┌──

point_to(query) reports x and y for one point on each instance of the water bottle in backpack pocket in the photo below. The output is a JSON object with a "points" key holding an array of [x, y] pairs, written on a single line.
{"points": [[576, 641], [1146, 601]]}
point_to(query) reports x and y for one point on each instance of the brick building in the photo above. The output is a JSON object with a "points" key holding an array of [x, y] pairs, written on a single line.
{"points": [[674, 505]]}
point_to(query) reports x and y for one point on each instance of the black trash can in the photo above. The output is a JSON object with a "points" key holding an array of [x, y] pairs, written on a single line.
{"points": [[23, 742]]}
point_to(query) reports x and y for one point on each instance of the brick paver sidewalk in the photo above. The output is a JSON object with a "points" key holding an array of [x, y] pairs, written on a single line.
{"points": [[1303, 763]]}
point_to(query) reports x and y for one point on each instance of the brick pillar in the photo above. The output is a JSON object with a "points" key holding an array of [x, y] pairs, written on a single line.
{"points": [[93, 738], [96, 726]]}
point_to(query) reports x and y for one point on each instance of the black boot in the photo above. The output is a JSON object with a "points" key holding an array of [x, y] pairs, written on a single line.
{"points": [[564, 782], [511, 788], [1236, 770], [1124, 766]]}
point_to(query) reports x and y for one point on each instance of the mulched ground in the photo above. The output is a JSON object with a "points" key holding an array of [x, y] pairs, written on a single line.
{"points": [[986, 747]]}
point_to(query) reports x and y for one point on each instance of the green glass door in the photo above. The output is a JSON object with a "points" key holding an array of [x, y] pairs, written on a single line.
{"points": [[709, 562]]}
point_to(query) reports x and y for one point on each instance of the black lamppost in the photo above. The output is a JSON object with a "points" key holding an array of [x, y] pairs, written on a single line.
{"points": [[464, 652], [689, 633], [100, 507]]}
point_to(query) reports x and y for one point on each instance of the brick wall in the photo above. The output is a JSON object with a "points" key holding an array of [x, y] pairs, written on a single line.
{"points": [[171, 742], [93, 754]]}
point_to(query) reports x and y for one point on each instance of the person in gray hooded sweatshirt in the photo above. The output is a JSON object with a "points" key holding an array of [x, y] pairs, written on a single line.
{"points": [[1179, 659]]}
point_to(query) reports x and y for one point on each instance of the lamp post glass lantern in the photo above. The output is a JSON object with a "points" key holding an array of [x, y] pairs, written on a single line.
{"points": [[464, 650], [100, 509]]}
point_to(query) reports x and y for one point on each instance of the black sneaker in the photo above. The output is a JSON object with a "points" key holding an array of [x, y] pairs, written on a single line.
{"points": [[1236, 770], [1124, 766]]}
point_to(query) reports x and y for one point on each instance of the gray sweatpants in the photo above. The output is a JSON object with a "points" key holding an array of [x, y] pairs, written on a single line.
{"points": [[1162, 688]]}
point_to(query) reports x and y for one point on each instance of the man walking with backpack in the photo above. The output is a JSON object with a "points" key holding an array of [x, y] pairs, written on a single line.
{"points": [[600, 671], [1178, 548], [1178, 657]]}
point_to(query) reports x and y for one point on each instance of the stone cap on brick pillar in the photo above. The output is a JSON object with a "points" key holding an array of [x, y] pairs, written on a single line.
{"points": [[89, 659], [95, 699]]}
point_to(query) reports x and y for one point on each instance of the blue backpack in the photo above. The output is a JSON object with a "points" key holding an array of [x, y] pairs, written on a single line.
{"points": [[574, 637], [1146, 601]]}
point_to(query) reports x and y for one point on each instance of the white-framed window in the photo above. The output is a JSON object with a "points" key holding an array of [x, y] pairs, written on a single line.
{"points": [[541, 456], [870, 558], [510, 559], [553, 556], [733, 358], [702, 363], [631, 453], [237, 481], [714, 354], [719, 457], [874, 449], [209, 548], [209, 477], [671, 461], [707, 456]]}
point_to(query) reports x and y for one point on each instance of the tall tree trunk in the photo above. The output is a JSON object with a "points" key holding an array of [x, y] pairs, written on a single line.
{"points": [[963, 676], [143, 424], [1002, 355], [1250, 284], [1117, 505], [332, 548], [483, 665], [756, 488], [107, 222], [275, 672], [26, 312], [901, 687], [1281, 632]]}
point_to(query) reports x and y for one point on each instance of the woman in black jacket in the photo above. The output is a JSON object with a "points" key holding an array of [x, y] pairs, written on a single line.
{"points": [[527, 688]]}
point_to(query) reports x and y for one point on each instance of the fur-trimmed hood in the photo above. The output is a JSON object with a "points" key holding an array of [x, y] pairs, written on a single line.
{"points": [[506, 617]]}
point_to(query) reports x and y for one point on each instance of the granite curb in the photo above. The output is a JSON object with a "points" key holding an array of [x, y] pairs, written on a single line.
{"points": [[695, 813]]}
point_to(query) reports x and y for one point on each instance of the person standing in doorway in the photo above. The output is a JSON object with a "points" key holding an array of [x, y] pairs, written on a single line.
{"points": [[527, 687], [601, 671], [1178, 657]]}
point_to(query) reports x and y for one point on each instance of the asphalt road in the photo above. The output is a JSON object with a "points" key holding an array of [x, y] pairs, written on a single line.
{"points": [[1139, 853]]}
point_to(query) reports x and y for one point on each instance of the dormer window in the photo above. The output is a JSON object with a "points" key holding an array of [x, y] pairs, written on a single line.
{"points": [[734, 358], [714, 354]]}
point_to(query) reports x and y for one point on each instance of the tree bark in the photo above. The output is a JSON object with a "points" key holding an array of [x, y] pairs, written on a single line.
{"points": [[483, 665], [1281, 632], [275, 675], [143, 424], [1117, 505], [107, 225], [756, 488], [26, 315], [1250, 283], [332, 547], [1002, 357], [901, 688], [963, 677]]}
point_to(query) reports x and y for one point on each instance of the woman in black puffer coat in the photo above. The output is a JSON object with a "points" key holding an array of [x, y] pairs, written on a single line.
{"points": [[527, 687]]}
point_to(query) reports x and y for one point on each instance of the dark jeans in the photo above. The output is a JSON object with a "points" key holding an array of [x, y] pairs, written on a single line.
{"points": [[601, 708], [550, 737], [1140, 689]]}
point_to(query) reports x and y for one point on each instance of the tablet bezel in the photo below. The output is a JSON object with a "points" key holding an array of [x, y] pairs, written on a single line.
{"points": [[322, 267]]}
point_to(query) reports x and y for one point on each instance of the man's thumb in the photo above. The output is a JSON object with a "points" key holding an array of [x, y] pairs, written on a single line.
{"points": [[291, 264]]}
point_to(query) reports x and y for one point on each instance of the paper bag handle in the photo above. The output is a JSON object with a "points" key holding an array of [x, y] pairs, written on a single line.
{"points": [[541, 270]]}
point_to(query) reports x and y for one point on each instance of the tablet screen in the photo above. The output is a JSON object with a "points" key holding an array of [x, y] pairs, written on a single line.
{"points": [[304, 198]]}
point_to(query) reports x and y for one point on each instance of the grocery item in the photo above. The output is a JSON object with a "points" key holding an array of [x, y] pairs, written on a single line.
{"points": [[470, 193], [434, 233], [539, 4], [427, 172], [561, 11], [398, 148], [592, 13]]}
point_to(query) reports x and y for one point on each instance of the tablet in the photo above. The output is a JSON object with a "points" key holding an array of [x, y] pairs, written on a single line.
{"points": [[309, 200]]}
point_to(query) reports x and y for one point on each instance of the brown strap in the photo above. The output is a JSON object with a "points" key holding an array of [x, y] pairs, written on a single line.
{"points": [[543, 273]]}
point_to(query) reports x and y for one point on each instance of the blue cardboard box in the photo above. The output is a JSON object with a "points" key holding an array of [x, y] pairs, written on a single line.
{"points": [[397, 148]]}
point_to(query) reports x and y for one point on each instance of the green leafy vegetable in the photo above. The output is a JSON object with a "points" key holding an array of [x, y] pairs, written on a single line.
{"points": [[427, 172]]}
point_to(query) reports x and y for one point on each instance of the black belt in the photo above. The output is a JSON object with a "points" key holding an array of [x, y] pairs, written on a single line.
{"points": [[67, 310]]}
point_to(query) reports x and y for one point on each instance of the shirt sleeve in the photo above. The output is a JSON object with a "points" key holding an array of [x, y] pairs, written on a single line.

└──

What you should do ->
Reproduce, exactly and in full, the lines from the one that contains "the tablet in" to the end of the material.

Exercise solution ->
point_to(query) reports x and y for one point on each instance of the tablet in the photo above. The output is a JSON object with a "points" key holding an array of [x, y] pairs, written on a single line.
{"points": [[309, 200]]}
point_to(query) reports x and y for one point on each instance of the brown strap in the photo above. The output is a JSON object with a "points" key holding an array of [x, y] pairs, written on a single line.
{"points": [[543, 273]]}
point_to(query) reports x and y for one point on each instance of the blue cardboard box in the photo above. The output is a JSON object with a "points" key holding an array of [x, y] pairs, written on a single line.
{"points": [[397, 148]]}
point_to(query) reports x and y for one point on each instance of the green leafy vegetable in the photo above. The output is a JSON object with a "points" key holding an array of [x, y] pairs, written on a single line.
{"points": [[427, 172]]}
point_to(query) reports x and y for one point on each instance of the black belt in the photo above. The output is a JSON object with a "points" key holding an array of [x, y] pairs, written on a single line.
{"points": [[67, 310]]}
point_to(query) reports x and y for one point on each instance of the shirt sleeve in the photo above. The output is a JSON object with a "points" key holding an array of [x, y] pairs, written on a single line.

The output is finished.